─── SELECTED EXTRACT ───
According to reports, Khatesar wanted to contest this time from the Osian seat where he came second in the 2008 polls while contesting as an Independent. Osian is 70 kilometres away from Sardarpura.

Of the 11 elections held in Sardarpura formed in 1967, the Congress has won seven times. In the 1998 elections, the Congress got a majority and formed the government.


Northern Rajasthan’s semi-arid Shekhawati region, dominated by the Jat community, comprises Sikar, Jhunjhunu and Churu districts. The Congress party, which won only five of the 21 seats in 2013 after bagging 13 in 2008, is relying on Jat politics in the State as it banks on anti-incumbency against the ruling BJP, The Hindu reported. 

According to reports, 48 percent of the region wants the government to change, whereas 41 percent support the ruling BJP.

Farmers issues are most prominent in the region, including loan waivers, crop prices, and cow vigilantism. “Farmers from Shekhawati played key roles in peasant agitations against the British,” Amra Ram, Rajasthan CPM secretary and leader of All India Kisan Sabha, who led a farmers’ agitation in Sikar in September 2017, told The Times of India.

“Whenever farmers protested, they have forced governments to reverse decisions. Recently we protested for loan waiver and the government agreed to meet our demands. In 2016, the government increased electricity rates, but backtracked following our protests,” said Ram.

Anti-incumbency is also on the rise in the region, which has reflected in opinion polls. Many have suggested a loss for the ruling BJP, citing failure to address the farmers’ grievances and unemployment.


Pali, which lies in southwestern Rajasthan, is the state’s largest district, and accounts for 43 Assembly seats and is crucial in the upcoming polls. Other districts in the state include Jodhpur, Jaisalmer, Barmer, Nagaur, Sirohi, and Jalore. Pali comprises Marwar Junction, Bali, Pali, Sojat, Jaitaran and Samerpur constituencies.

The BJP won the Pali seat in the last two Vidhan Sabha elections. The party’s Kesa Ram Choudhary defeated Congress’ Khushveer Singh in Marwar 2013 by a margin of 13,000 votes.

However, according to a Hindustan Times report, political commentators do not see the BJP having the same luck in the 7 December elections.

“There is anti-incumbency against the Vasundhara Raje government. All sections of the society, including farmers, youngsters, Brahmins, Rajputs, SCs, and Muslims are unhappy with the government for not delivering on promises,” Congress leader Rajendra Chaudhary told the newspaper.

Independent MLA Hanuman Beniwal, who is trying to forge a Third Front in Rajasthan's Khinvsar, said it will emerge victorious this time as people are fed up with the Congress and the BJP. “Youth, farmers, traders and all sections want a change. They are tired of the deception by the Congress and the BJP. Both are corrupt and have failed to provide development,” says Beniwal.

Apart from the aforementioned regions, Udaipur and Nathdwara constituencies are also witnessing high-profile contests. In Udaipur, Congress has fielded former MLA Girija Vyas against state home minister Gulab Chand Katariya. In Nathdwara, former Rajasthan Congress chief CP Joshi is contesting against Mahesh Pratap Singh.
───
TASK.
From the Rajasthan election article, please print the passage that begins with the words "According to reports, Khatesar" and stops after "the ruling BJP.". The rows that come next aren't needed.
─── EXTRACTED DATA ───
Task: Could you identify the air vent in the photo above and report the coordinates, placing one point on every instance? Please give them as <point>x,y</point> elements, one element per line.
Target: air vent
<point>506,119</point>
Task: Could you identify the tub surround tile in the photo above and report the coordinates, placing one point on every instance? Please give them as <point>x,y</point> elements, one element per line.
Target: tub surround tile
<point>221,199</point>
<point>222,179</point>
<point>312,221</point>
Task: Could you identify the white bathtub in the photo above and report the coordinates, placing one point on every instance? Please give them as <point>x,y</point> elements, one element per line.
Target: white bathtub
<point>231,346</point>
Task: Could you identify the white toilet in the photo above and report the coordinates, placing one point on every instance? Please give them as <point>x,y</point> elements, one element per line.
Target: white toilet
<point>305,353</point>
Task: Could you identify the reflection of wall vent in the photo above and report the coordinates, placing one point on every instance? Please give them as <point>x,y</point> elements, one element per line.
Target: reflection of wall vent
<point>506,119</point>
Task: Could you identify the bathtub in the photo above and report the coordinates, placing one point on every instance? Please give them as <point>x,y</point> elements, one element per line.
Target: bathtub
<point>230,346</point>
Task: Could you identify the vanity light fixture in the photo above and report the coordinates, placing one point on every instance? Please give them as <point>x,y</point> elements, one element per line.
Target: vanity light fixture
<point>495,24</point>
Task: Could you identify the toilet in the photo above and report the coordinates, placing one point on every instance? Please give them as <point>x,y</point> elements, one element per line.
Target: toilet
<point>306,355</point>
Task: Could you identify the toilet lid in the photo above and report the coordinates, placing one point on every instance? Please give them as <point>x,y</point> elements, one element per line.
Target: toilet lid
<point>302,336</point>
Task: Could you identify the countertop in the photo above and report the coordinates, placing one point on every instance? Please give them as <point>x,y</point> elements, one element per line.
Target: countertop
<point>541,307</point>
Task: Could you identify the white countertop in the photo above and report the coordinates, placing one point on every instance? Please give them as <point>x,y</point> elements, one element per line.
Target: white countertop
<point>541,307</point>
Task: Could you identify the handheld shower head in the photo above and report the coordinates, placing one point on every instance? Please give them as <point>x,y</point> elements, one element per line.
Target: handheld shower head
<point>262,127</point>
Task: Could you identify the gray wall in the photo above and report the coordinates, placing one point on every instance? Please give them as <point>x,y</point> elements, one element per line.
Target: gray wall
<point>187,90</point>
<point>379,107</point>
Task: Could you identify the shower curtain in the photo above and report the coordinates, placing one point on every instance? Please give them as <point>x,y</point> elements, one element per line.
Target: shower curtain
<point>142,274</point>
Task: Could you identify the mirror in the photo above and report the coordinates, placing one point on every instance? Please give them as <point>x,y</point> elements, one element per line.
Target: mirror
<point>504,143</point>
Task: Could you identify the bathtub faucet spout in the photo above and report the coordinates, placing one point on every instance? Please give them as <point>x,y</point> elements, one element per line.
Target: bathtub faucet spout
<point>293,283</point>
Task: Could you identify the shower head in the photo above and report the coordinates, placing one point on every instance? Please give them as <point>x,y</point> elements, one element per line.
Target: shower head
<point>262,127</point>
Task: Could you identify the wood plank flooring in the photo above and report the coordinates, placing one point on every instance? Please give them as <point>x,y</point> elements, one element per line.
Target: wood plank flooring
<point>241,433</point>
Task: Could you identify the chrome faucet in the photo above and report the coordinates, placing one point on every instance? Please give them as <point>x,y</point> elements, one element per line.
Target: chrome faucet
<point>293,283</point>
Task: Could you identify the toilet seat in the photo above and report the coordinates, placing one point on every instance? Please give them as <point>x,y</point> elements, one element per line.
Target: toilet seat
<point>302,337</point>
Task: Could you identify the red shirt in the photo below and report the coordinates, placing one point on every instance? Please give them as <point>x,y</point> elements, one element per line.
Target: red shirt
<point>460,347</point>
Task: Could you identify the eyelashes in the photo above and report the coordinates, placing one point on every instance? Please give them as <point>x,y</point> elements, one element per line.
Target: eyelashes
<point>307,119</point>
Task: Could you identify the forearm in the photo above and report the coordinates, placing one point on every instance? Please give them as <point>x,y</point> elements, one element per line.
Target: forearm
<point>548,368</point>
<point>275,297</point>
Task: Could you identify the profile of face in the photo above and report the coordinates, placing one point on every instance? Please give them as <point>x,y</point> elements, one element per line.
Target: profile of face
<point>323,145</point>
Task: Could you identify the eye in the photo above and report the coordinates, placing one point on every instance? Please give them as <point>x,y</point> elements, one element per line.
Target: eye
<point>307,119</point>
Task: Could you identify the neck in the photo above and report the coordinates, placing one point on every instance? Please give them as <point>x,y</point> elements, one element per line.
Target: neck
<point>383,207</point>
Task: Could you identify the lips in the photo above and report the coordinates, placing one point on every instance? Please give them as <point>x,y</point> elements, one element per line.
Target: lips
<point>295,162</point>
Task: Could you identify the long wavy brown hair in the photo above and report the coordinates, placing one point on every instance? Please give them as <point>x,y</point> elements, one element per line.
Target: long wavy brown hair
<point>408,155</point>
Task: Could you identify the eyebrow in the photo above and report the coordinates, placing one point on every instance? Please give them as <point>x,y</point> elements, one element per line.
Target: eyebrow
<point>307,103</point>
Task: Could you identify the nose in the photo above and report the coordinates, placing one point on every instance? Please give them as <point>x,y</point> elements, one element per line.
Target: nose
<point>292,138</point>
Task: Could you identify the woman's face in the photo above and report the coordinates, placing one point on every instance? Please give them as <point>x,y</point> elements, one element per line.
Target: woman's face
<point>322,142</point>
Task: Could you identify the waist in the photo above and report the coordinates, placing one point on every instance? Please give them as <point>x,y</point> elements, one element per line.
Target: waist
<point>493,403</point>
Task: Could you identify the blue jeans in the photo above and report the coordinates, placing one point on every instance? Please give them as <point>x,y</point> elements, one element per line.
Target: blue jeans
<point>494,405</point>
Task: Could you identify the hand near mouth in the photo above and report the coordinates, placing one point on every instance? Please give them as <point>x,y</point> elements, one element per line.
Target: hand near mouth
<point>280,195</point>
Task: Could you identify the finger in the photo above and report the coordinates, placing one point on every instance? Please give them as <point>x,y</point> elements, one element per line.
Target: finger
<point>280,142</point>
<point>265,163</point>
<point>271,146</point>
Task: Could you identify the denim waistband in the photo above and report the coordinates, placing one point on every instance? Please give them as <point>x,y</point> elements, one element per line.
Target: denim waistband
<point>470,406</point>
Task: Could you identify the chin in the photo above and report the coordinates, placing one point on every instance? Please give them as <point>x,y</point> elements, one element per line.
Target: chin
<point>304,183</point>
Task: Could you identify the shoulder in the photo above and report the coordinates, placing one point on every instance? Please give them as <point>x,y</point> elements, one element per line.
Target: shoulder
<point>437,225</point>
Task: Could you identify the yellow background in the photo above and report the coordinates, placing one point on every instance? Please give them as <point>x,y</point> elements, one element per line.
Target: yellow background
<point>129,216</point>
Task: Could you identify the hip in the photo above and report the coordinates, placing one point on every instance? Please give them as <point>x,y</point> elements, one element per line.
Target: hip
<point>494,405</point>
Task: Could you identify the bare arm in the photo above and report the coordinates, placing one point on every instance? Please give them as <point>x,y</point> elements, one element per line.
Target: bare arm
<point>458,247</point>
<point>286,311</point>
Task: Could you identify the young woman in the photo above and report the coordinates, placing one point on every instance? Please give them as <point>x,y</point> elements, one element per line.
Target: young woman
───
FINAL ANSWER.
According to reports, Khatesar wanted to contest this time from the Osian seat where he came second in the 2008 polls while contesting as an Independent. Osian is 70 kilometres away from Sardarpura.

Of the 11 elections held in Sardarpura formed in 1967, the Congress has won seven times. In the 1998 elections, the Congress got a majority and formed the government.


Northern Rajasthan’s semi-arid Shekhawati region, dominated by the Jat community, comprises Sikar, Jhunjhunu and Churu districts. The Congress party, which won only five of the 21 seats in 2013 after bagging 13 in 2008, is relying on Jat politics in the State as it banks on anti-incumbency against the ruling BJP, The Hindu reported. 

According to reports, 48 percent of the region wants the government to change, whereas 41 percent support the ruling BJP.